# Start of SUPPLIED MATERIAL

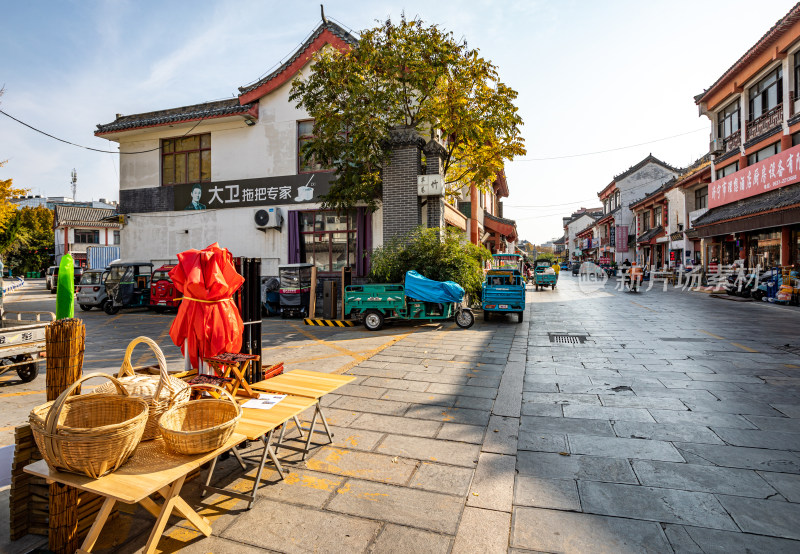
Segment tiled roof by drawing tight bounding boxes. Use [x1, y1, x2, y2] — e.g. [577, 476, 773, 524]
[636, 225, 664, 244]
[95, 98, 256, 134]
[53, 204, 122, 229]
[694, 3, 800, 104]
[692, 183, 800, 227]
[616, 154, 680, 181]
[239, 20, 358, 94]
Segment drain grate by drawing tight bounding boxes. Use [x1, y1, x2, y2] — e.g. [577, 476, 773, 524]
[547, 333, 586, 344]
[773, 344, 800, 356]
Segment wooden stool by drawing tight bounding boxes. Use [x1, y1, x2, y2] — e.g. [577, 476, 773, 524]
[203, 352, 260, 398]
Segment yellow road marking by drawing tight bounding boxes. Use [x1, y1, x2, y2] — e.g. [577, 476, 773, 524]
[731, 342, 758, 352]
[698, 329, 725, 340]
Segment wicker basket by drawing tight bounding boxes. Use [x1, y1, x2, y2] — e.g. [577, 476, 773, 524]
[28, 373, 148, 479]
[95, 337, 189, 441]
[158, 384, 242, 454]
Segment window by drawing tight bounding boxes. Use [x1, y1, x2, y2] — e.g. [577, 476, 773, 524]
[717, 162, 739, 179]
[75, 229, 100, 244]
[694, 186, 708, 210]
[747, 142, 781, 165]
[297, 119, 333, 173]
[161, 133, 211, 186]
[717, 100, 739, 139]
[748, 67, 783, 121]
[299, 210, 356, 273]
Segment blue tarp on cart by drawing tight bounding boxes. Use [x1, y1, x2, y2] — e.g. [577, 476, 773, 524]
[405, 271, 464, 304]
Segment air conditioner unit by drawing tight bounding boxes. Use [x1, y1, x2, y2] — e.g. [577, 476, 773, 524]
[253, 208, 283, 232]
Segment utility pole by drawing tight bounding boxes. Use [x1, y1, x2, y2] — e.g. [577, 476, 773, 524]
[70, 167, 78, 202]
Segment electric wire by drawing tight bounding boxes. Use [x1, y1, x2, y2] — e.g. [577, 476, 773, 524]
[514, 127, 708, 162]
[0, 110, 206, 155]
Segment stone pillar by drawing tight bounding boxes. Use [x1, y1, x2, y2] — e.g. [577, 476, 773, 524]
[381, 128, 425, 244]
[422, 139, 447, 230]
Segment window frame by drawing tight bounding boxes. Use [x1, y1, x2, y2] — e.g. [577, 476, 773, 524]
[299, 209, 358, 275]
[717, 98, 742, 140]
[72, 229, 100, 244]
[694, 185, 708, 210]
[159, 133, 211, 187]
[747, 65, 783, 122]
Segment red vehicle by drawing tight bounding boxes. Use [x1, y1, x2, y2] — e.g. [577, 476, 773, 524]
[150, 265, 181, 312]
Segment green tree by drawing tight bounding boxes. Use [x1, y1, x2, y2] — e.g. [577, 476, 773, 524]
[369, 227, 492, 299]
[290, 18, 525, 209]
[0, 206, 54, 274]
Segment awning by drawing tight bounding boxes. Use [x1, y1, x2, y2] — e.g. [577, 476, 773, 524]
[636, 225, 664, 244]
[483, 211, 517, 242]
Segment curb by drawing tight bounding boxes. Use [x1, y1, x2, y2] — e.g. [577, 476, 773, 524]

# End of SUPPLIED MATERIAL

- [JOB]:
Give back the entries verbatim. Do not include any picture.

- [REPLY]:
Segment tiled roof by drawing tight bounding boxes. Use [x1, y1, x2, y2] — e.g. [577, 476, 773, 524]
[636, 225, 664, 244]
[95, 98, 256, 134]
[53, 204, 122, 229]
[694, 3, 800, 104]
[692, 183, 800, 227]
[616, 154, 680, 181]
[239, 20, 358, 94]
Segment drain grate by drawing tight bounding boxes. Use [x1, y1, x2, y2] — e.g. [577, 476, 773, 524]
[547, 333, 586, 344]
[773, 344, 800, 356]
Segment wooden stool by drawing tight bounding boxes. Use [x1, y1, x2, y2] — e.g. [577, 476, 773, 524]
[203, 352, 260, 398]
Segment yellow road marking by drawing tight bounding boxes. Use [x1, y1, x2, y2] — e.g. [577, 476, 773, 524]
[731, 342, 758, 352]
[698, 329, 725, 340]
Segment wicker basket by drawing tight bounding boxes. Use [x1, y1, x2, y2] — e.g. [577, 476, 773, 524]
[28, 373, 148, 479]
[95, 337, 189, 441]
[158, 384, 242, 454]
Segment window by drawing tight bounding boxes. Use [x1, y1, x2, y2] — e.g. [577, 476, 773, 524]
[717, 162, 739, 179]
[75, 229, 100, 244]
[694, 186, 708, 210]
[747, 142, 781, 165]
[297, 119, 333, 173]
[161, 133, 211, 186]
[717, 100, 739, 139]
[748, 67, 783, 121]
[299, 210, 356, 273]
Segment blue tarp on cart by drawing tight bounding boxes. Use [x1, y1, x2, y2] — e.g. [577, 476, 773, 524]
[405, 271, 464, 304]
Segment air conditioner unit by drawing tight bounding boxes. Use [x1, y1, x2, y2] — e.g. [577, 476, 773, 524]
[253, 208, 283, 232]
Segment utility pole by drawing tight bounding boxes. Use [x1, y1, x2, y2] — e.g. [577, 476, 773, 524]
[70, 167, 78, 202]
Segment electric wire by drawing tight bounding boxes. Use [x1, y1, x2, y2] — e.g. [577, 476, 773, 524]
[514, 127, 708, 162]
[0, 110, 206, 155]
Segment stone pillar by drawing tight bounding boxes. Use [x1, y1, x2, y2] — e.g. [577, 476, 773, 524]
[381, 128, 425, 244]
[422, 139, 447, 230]
Segment window frame by drawing tight bounding boxes. Use [x1, y1, x2, y2] — e.g. [577, 476, 773, 524]
[299, 209, 358, 275]
[717, 98, 742, 140]
[72, 229, 100, 244]
[694, 185, 708, 210]
[159, 133, 211, 187]
[747, 65, 783, 122]
Segment red vehicle by drawing tight bounding boxes. Use [x1, y1, x2, y2] — e.g. [577, 476, 773, 524]
[150, 265, 181, 312]
Segment green tree by drawing tight bounding boxes. Use [x1, y1, x2, y2] — e.g. [577, 476, 773, 524]
[369, 227, 492, 299]
[290, 18, 525, 209]
[0, 206, 54, 274]
Segment awning by drawing tight bounding boxes. Use [x1, y1, x2, y2] — e.g. [577, 476, 773, 524]
[636, 225, 664, 244]
[483, 211, 517, 242]
Segment curb by drawing tight bounding boxes. Use [x1, y1, x2, y2] — e.g. [577, 476, 773, 524]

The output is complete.